(begin)
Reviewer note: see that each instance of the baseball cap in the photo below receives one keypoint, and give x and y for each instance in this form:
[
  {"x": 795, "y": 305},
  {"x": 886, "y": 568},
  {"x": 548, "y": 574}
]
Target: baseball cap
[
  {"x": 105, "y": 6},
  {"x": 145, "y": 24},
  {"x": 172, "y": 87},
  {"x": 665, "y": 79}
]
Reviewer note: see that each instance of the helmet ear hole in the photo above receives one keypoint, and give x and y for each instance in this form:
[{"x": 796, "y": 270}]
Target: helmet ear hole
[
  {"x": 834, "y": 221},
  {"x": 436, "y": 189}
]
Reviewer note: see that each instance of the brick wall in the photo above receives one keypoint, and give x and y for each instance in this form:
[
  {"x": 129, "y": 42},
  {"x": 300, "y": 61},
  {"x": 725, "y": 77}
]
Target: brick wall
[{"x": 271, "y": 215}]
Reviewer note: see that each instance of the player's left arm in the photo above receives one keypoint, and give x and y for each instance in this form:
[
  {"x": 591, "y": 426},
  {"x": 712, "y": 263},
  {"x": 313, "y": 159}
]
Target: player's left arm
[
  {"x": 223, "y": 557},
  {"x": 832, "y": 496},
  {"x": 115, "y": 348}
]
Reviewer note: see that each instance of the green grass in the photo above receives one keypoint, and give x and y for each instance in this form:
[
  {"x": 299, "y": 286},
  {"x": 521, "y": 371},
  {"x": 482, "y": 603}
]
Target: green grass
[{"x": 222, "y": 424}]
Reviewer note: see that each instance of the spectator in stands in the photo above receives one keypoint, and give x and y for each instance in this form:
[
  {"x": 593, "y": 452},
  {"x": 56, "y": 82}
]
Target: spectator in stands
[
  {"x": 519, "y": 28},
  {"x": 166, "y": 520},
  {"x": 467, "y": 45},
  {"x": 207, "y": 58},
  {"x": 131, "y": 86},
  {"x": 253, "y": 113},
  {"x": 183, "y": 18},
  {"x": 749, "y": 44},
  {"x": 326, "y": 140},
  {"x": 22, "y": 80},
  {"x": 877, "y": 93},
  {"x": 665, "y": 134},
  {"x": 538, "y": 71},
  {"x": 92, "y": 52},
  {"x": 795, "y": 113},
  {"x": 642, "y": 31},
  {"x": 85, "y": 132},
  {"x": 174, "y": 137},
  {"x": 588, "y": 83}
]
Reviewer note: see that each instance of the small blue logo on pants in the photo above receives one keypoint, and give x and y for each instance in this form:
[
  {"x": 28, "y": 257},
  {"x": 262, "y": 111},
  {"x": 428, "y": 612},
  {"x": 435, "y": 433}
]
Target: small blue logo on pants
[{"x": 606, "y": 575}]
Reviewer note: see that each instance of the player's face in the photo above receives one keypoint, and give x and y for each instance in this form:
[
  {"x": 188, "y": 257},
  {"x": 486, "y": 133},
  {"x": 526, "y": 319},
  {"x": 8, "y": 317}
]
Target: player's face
(end)
» Your objective:
Copy all of the records above line for line, changing nothing.

» Answer to this exercise:
Reviewer note: see that each instance of the baseball cap in the photo below receives one keypoint, and give x and y for each instance in this form:
[
  {"x": 795, "y": 305},
  {"x": 886, "y": 568},
  {"x": 548, "y": 574}
]
Target: baseball cap
[
  {"x": 105, "y": 6},
  {"x": 145, "y": 24},
  {"x": 172, "y": 87},
  {"x": 665, "y": 79}
]
Reviewer note: see that each instance of the helmet ear hole in the photo above receives one keypoint, and give x and y for each instance in this form:
[{"x": 796, "y": 270}]
Target: helmet ear hole
[
  {"x": 834, "y": 221},
  {"x": 436, "y": 189}
]
Reviewer note: see that each instance of the brick wall in the photo above receives one keypoint, and give x and y for each instance in this form:
[
  {"x": 129, "y": 42},
  {"x": 300, "y": 61},
  {"x": 725, "y": 77}
]
Target: brick wall
[{"x": 271, "y": 215}]
Reviewer note: see that each instance of the player's left arm in the photo above receives one keypoint, and give x and y for each instance in this form:
[
  {"x": 591, "y": 426},
  {"x": 712, "y": 263},
  {"x": 313, "y": 159}
]
Target: player's left arm
[
  {"x": 223, "y": 557},
  {"x": 832, "y": 496},
  {"x": 115, "y": 348}
]
Reviewer note: see that each instance of the green grass in the photo above receives one keypoint, and give x and y for each instance in this form:
[
  {"x": 299, "y": 286},
  {"x": 521, "y": 371},
  {"x": 482, "y": 603}
]
Target: green grass
[{"x": 222, "y": 424}]
Reviewer note: see that each instance of the spectator in stands in the photo above receives one keypoint, and give x and y for each instance in this form:
[
  {"x": 593, "y": 452},
  {"x": 56, "y": 82}
]
Target: spectator in stands
[
  {"x": 519, "y": 28},
  {"x": 166, "y": 520},
  {"x": 467, "y": 45},
  {"x": 207, "y": 58},
  {"x": 131, "y": 86},
  {"x": 253, "y": 113},
  {"x": 183, "y": 18},
  {"x": 749, "y": 44},
  {"x": 326, "y": 140},
  {"x": 22, "y": 80},
  {"x": 877, "y": 93},
  {"x": 665, "y": 134},
  {"x": 538, "y": 71},
  {"x": 92, "y": 52},
  {"x": 795, "y": 113},
  {"x": 642, "y": 31},
  {"x": 85, "y": 132},
  {"x": 174, "y": 137},
  {"x": 588, "y": 83}
]
Reviewer note: see that each instance of the small blue logo on pants in the photo above receives one keypoint, and give x and y for each instance in this form:
[
  {"x": 28, "y": 257},
  {"x": 262, "y": 111},
  {"x": 428, "y": 612},
  {"x": 435, "y": 433}
]
Target: small blue logo on pants
[{"x": 606, "y": 575}]
Reviewer note: see that each instance of the player's face in the photo above receives one keypoint, and give x and y for each instance in this form:
[
  {"x": 188, "y": 257},
  {"x": 486, "y": 133},
  {"x": 526, "y": 319},
  {"x": 8, "y": 317}
]
Target: player's face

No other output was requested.